■ Work order ■
Copy the data that appears below exactly. Drop the pictures.
Start of Records
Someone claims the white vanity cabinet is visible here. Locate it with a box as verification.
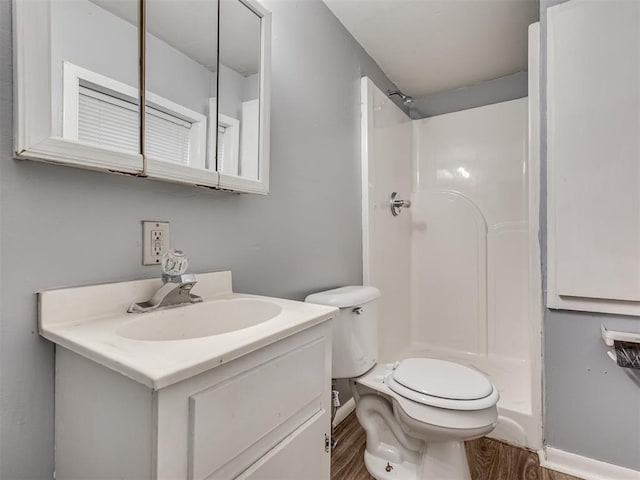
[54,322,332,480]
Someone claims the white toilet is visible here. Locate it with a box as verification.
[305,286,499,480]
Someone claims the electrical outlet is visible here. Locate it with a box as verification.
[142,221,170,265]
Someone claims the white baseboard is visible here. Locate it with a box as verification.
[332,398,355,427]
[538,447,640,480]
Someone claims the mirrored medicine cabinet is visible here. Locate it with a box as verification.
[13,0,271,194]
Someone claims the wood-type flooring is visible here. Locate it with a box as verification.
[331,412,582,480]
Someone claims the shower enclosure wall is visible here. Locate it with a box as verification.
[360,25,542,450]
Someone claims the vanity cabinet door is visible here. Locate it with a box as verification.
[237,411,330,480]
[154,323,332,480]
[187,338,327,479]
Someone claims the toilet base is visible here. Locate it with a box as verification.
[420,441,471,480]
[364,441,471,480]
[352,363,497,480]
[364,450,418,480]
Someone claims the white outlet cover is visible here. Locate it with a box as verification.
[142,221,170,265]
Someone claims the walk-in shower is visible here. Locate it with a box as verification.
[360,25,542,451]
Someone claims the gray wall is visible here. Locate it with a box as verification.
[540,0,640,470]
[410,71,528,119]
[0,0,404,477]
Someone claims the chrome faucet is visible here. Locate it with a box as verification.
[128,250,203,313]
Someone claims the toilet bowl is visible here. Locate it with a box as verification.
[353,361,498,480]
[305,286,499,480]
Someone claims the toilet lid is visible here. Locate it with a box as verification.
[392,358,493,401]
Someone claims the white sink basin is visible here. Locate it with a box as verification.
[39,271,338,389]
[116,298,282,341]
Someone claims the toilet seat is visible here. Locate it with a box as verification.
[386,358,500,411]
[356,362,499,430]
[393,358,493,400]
End of Records
■ Solution to the problem ■
Someone claims the white vanity cabinet is visible here. Locate it with a box as verification.
[54,322,332,480]
Someone claims the white toilet is visible here. Locate it with a box as verification.
[305,286,499,480]
Someone claims the electrical outlet is visible here. Locate it with a box as verification.
[142,221,170,265]
Someone claims the white baseboard is visible here. Locate it with a box as verification.
[332,398,355,427]
[538,447,640,480]
Someone claims the mirrored medicine cabinet is visible here. Locate it with a box as verification.
[13,0,271,194]
Someone claims the wood-type flooring is visible here. Locate it with a box as verification.
[331,412,582,480]
Someone claims the shower enclosure wall is visible here. Locate it with a box as verification.
[360,25,542,450]
Someone claims the vanity cabinet door is visible here. Locate it with a box as verification.
[237,411,330,480]
[154,323,332,480]
[187,338,327,479]
Someone claims the toilet base is visible here. Locate it with a box as verification.
[420,441,471,480]
[364,441,471,480]
[352,363,497,480]
[364,450,418,480]
Someone claims the white outlet cover is visible here. Locate it with a box as verification.
[142,221,170,265]
Someone claims the walk-in shower is visible here. Locate it with a box as verification.
[360,25,542,451]
Someone claims the gray wall is visible here. Locate it with a box as verification.
[540,0,640,470]
[410,71,528,119]
[0,0,404,477]
Someone claims the chrome faucet is visible here. Locate it with a box as verification.
[128,250,203,313]
Someone claims the toilet bowl is visible here. Locate it with a box as verification.
[353,361,498,480]
[305,286,499,480]
Someone claims the toilet lid is visible here. Locate it with a box as verification.
[392,358,493,401]
Someone claims the white sink basin is visible here. Locate it with a box as verification.
[39,271,338,389]
[116,298,282,341]
Someone claims the toilet seat is visible here. Locate it with a box as verification.
[386,358,500,411]
[356,362,499,430]
[393,358,493,400]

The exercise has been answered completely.